Master: In order to understand these words you must realize that in the view of these opponents the emperor and any temporal king, even if he somehow holds his temporal jurisdiction by divine mediation (for according to the Apostle in Romans 13[:1] "there is no power but of God"), nevertheless holds his jurisdiction immediately from the people [ Marsilius, I.ix.2; I.xv.2]: the emperor from the Roman people, the king of France from his people, the king of Castile from his people; and thus every king has his jurisdiction from his people unless there is a king whose people is subject to someone else who has authority to give the people a king, as emperors once upon a time gave kings to various peoples because these peoples were subject to the emperor and to the Roman people. The emperor , therefore, obtained his jurisdiction from the Roman people; but the Roman people just as it had appointed the emperor could for reasonable cause have removed him from office [ Marsilius, I.xv.2; I.xviii], and diminished or increased his jurisdiction [ Marsilius, I.xii.3]. It follows from this that the Roman people for reasonable cause could have in some case subjected the emperor to the jurisdiction of another, to whom it would have committed this jurisdiction ; the Roman people could therefore have delegated the cause of the emperor to the pope, in which case the pope as delegate or trustee could have obtained jurisdiction over the emperor by authority of the Roman people. This jurisdiction blessed Peter did not receive from Christ, and thus the pope in no way possesses it in his capacity as the successor of blessed Peter.

Discipulus: Nunc verba predicta intelligo, quamvis ipsa putem erronea, et ideo ad rationes factas accede.

Student: Now I understand the aforementioned words though I would believe them to be wrong. Proceed therefore with the opponents' responses to the arguments.

Work instructions ▸ In the dialogue on imperial jurisdiction, can you rewrite the part that opens with "Student: Now I" and closes with "to the arguments.", putting "foregoing" wherever "aforementioned" appears?

Information supplied ▸

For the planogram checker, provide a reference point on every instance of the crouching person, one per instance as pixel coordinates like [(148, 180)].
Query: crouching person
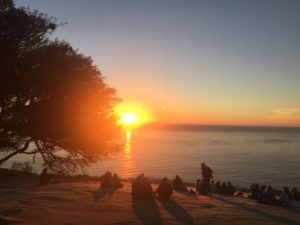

Answer to this task ▸
Student: Now I understand the foregoing words though I would believe them to be wrong. Proceed therefore with the opponents' responses to the arguments.